■ **Task brief**:
Return the entries below precisely, omitting nothing.

───── Dataset records

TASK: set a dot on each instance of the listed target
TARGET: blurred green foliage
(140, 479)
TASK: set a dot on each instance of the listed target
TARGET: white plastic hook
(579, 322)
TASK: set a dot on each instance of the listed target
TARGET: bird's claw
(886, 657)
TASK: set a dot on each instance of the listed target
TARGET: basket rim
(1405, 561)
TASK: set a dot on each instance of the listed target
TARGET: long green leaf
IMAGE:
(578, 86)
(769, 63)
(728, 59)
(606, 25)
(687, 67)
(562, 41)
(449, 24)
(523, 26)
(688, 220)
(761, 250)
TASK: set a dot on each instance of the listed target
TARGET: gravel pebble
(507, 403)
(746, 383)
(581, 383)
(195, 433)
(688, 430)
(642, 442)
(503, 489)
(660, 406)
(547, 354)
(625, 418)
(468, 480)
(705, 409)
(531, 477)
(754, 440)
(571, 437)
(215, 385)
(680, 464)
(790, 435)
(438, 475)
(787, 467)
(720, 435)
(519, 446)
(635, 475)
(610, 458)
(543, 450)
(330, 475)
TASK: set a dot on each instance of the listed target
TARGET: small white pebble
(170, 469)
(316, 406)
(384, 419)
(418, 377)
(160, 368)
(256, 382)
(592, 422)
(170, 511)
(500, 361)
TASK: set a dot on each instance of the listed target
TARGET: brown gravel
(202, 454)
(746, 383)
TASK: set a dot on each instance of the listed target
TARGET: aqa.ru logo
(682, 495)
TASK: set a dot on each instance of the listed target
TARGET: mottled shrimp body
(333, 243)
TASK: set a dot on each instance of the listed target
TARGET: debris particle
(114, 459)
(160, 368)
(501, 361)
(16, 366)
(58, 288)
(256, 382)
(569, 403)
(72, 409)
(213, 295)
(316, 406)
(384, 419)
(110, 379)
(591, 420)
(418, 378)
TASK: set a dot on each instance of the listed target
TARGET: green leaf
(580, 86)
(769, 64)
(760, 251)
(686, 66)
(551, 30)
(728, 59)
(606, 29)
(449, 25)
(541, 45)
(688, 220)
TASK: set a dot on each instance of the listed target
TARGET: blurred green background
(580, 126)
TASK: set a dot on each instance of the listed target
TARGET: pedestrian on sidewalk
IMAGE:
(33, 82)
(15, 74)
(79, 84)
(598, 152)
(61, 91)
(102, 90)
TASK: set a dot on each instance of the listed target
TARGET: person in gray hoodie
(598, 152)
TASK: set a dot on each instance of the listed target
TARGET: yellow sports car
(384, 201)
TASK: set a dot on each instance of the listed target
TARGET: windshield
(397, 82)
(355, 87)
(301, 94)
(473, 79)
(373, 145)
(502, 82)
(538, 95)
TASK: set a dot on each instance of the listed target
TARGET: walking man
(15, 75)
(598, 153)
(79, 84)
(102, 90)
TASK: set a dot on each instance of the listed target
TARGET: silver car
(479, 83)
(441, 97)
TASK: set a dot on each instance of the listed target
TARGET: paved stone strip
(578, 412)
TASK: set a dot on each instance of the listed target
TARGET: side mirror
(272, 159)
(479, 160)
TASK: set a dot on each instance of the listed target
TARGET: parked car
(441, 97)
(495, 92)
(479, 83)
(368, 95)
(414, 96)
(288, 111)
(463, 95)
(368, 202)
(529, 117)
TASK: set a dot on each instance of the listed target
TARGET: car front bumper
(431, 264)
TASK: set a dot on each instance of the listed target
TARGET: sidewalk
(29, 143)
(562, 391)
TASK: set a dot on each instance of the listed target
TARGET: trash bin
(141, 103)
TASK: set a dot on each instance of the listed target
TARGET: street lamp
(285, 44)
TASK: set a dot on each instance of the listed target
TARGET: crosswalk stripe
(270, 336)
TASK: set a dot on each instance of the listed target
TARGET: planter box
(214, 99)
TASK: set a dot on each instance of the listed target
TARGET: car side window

──────────

■ **Answer below**:
TASK: set a dot on each instance of the listed target
TARGET: blurred green foliage
(140, 479)
TASK: set a dot on each instance of the listed target
TARGET: white plastic hook
(579, 322)
TASK: set a dot on each instance of the listed target
TARGET: bird's claw
(886, 657)
TASK: set a dot on each instance of the listed target
TARGET: basket rim
(1405, 561)
TASK: set a dot on each instance of the listed target
TARGET: long green leaf
IMAGE:
(578, 86)
(769, 63)
(728, 59)
(606, 25)
(687, 67)
(562, 41)
(449, 24)
(523, 26)
(688, 220)
(761, 250)
TASK: set a dot on each instance of the listed target
TARGET: gravel pebble
(507, 403)
(746, 383)
(581, 383)
(195, 433)
(688, 430)
(642, 442)
(503, 489)
(660, 406)
(547, 354)
(625, 418)
(468, 480)
(705, 409)
(531, 477)
(754, 440)
(571, 437)
(215, 385)
(680, 464)
(790, 435)
(438, 475)
(787, 467)
(720, 435)
(519, 446)
(635, 475)
(610, 458)
(543, 450)
(330, 475)
TASK: set a dot on each instance of the listed target
TARGET: small white pebble
(170, 469)
(316, 406)
(384, 419)
(418, 377)
(160, 368)
(256, 382)
(592, 422)
(170, 511)
(500, 361)
TASK: set a dot on each instance of the listed target
TARGET: brown gravel
(202, 454)
(746, 383)
TASK: set a dot on each instance of the listed target
TARGET: aqa.ru logo
(682, 495)
TASK: set a dot on each instance of the listed target
TARGET: mottled shrimp body
(333, 243)
TASK: set a dot on each instance of the listed target
TARGET: debris particle
(114, 459)
(160, 368)
(501, 361)
(16, 366)
(58, 288)
(256, 382)
(569, 403)
(72, 409)
(213, 295)
(316, 406)
(384, 419)
(110, 379)
(591, 420)
(418, 378)
TASK: set a dot on each instance of the listed target
TARGET: green leaf
(580, 86)
(769, 64)
(760, 251)
(686, 66)
(551, 30)
(728, 59)
(606, 29)
(449, 25)
(541, 45)
(688, 220)
TASK: set a dot on each instance of the listed target
TARGET: blurred green background
(580, 126)
TASK: set a dot on each instance of the listed target
TARGET: pedestrian on sidewalk
IMAGE:
(33, 82)
(15, 74)
(79, 84)
(598, 152)
(61, 91)
(102, 90)
TASK: set a dot on each instance of the listed target
TARGET: person in gray hoodie
(598, 152)
TASK: set a dot on each instance of the listed target
TARGET: yellow sports car
(384, 201)
TASK: set a dot on each instance of the listed target
TARGET: windshield
(397, 82)
(355, 87)
(301, 94)
(473, 79)
(373, 145)
(502, 82)
(538, 95)
TASK: set a dot on each instance of the listed target
TARGET: walking man
(15, 75)
(598, 153)
(79, 84)
(102, 90)
TASK: set a dot on each instance of the listed target
TARGET: silver car
(479, 83)
(441, 97)
TASK: set a dot on each instance of the listed target
TARGET: paved stone strip
(578, 412)
TASK: set a dot on each instance of the listed target
TARGET: side mirror
(272, 159)
(479, 160)
TASK: set a dot on each instance of the listed target
TARGET: parked car
(441, 97)
(495, 92)
(479, 83)
(368, 95)
(414, 96)
(288, 111)
(463, 95)
(368, 202)
(529, 117)
TASK: set a dot on each instance of the listed target
TARGET: car front bumper
(431, 264)
TASK: set a dot on each instance of the listed target
TARGET: sidewalk
(29, 143)
(562, 391)
TASK: set a dot on each instance of the listed target
TARGET: trash bin
(141, 103)
TASK: set a dot on each instance of the listed target
TARGET: street lamp
(285, 44)
TASK: set a dot on each instance of the listed target
TARGET: crosswalk stripe
(270, 336)
TASK: set a dot on each instance of the listed target
TARGET: planter box
(214, 99)
TASK: set a dot on each instance of the listed target
TARGET: car side window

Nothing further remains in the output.